*Tasks to complete*.
(1) According to the SBIR post, why is matched funding of little use to a seed-stage startup?
(2) Continue the SBIR post from its last sentence.

═════ Text section ═════

SBIR – America’s Training Program?

I’ve been thinking about the US SBIR (Small Business Innovation Research) grant program. The SBIR program gives grants, generally to what would be called “deep tech” companies. The grants are supposed to fund research and product development. I’m mostly familiar with the genome sequencing technology grants (which come via the NHGRI). These are grants on the order of ~$200K to a few million.

The SBIR program is also pretty unique. Elsewhere, government grant funding usually takes the form of matched funding. To a seed stage startup, matched funding is largely useless… after all if you’ve got no money what are you going to “match” it with. So, US SBIRs are unique in this regard.

SBIRs always look appealing to someone looking at the US funding ecosystem from the outside. Illumina received an SBIR in 1999 when it was only a year old. But at the same time, while probably $10M+ has been given out to DNA sequencing companies via SBIRs, the dominating technology was developed in the UK and acquired by Illumina. So if the purpose of these grants was to promote technological innovation… it doesn’t really seem to have worked.

Recently I’ve been thinking about SBIRs in a different light. Perhaps it’s better to think about the SBIR program as America’s technology training program. Illumina could have built out research and development pretty much anywhere. After the Solexa acquisition they could have built out operations in the UK. And to an extent they did. But the bulk of Illumina’s growth has occurred in the US.

═════ Information supplied ═════

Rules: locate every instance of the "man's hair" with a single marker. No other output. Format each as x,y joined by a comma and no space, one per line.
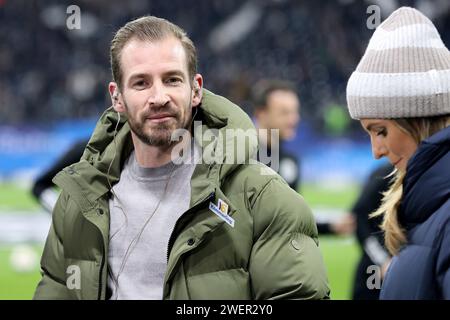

═════

*Results by task*.
(1) A seed-stage startup usually has no money of its own, so it has nothing to put up to "match" the government funds. That is why the SBIR program's grants, which don't require matching, stand out as unusual.

(2)
Some of this is because they’re a US company and that’s what US companies do… but I’d also suggest that it’s just easier to hire scientific staff in the US. It’s easier in part, because there’s a community of (lets face it often failing) SBIR funded research companies, which have trained up staff in skillsets useful to companies like Illumina.

I decided to test this hypothesis with a quick LinkedIn search. I looked at 20 employees at Illumina who work in a scientific roles, in the US. Of these 50% had previously worked at SBIR funded companies, often quite early in their careers.

It was likely this previous scientific experience that made them attractive to Illumina. And is no doubt one of the reasons that Illumina would find it easier to build out research and operations in the US.

So.. the SBIR program while might in some respects look like a failure… it probably does a lot of help the US maintain technological dominance in certain industries.